--- Extract Enclosed Below ---

Not that a percolator isn't as good. We all have our own tastes. But I think I've found something I like.

Comment by Daniel Wachenheim on September 13, 2015 at 11:27am

Sourdough.  Strangely connected to my path in atheist.  In my 20s, in college, I liked everything.  Then I took a course in "Food and Industrial Microbiology" and I was hooked for good.   Yogurt, yeast, other fermented foods, sourdough, composting, and other processes.  I was already atheist by then, but study of microbiology was intimately tied into study of molecular biology and evolution.  To me they were all interwoven.

Recently I decided to try again with sourdough.  I don't think I ever gave it a good try. For years, I made  my own bread.  Being cheap, I saved some of each batch of dough, to be the starter yeast for the next batch.  But that is yeast, and sourdough is bacteria or bacteria combined with yeast.

So here is the rising batter, which gets flour added to make the bread dough.  I used a mail order source for San Francisco sourdough.  The plan is to maintain the starter myself and not buy any more.

This is just 3 cups flour, 3 cups water - non chlorine, we are on a well, and the purchased starter. The flour should be unbleached. I combined yesterday, let sit all day, then in the evening scoped out 2 cups into a glass jar to refrigerate for future started, and again mixed 3 cups water with 3 cups flour, then mixed with the starter. This set covered overnight. Now I am adding some salt, flour, and a little oil, and making the cough.

--- End of Enclosed Extract ---
--- Data supplied Enclosed Below ---

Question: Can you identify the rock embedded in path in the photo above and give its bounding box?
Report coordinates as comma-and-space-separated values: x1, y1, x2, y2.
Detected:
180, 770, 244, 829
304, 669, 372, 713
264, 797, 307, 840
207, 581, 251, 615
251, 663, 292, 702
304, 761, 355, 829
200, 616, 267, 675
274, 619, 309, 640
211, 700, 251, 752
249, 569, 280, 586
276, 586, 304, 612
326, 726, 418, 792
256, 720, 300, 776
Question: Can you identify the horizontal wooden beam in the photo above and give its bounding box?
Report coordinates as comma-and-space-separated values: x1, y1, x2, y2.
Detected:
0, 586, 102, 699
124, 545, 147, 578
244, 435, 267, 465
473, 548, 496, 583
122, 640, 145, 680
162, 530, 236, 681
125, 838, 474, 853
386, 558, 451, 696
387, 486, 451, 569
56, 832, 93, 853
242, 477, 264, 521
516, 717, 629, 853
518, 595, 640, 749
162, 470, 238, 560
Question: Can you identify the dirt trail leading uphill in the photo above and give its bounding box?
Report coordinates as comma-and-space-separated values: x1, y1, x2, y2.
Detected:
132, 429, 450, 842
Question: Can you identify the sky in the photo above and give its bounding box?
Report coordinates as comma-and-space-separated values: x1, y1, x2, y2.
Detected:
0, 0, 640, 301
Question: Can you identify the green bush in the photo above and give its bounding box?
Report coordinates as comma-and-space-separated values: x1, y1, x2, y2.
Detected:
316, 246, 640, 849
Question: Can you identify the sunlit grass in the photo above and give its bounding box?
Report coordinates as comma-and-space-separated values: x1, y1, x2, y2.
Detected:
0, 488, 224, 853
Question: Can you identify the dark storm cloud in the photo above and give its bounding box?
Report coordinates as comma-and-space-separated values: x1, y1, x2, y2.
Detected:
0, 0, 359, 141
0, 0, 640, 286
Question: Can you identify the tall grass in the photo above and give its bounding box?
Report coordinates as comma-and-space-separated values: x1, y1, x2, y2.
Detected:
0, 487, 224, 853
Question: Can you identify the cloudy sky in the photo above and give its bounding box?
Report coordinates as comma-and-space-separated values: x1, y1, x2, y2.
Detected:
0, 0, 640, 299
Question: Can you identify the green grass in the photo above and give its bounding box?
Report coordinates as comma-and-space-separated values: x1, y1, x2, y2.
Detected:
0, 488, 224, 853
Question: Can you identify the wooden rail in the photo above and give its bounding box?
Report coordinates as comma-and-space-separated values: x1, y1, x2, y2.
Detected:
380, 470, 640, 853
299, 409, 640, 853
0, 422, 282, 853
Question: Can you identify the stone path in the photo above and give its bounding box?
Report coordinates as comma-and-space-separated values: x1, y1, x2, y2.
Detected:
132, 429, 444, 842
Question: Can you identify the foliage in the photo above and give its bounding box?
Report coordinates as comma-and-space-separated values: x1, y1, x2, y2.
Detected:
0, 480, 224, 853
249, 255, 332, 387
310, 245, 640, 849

--- End of Enclosed Data supplied ---

Problem 1: In the sourdough comment, what was the name of the course that got the writer hooked on microbiology?
Problem 2: Decide whether each statement agrees with the sourdough comment, answering yes or no and quoting the deciding words: (a) The writer had given sourdough a thorough try in the past. (b) The writer intends to keep buying starter by mail. (c) The water used for the batter comes from a well.

Answer space 1: "Food and Industrial Microbiology."

Answer space 2:
(a) No: "I don't think I ever gave it a good try."
(b) No: "The plan is to maintain the starter myself and not buy any more."
(c) Yes: "non chlorine, we are on a well"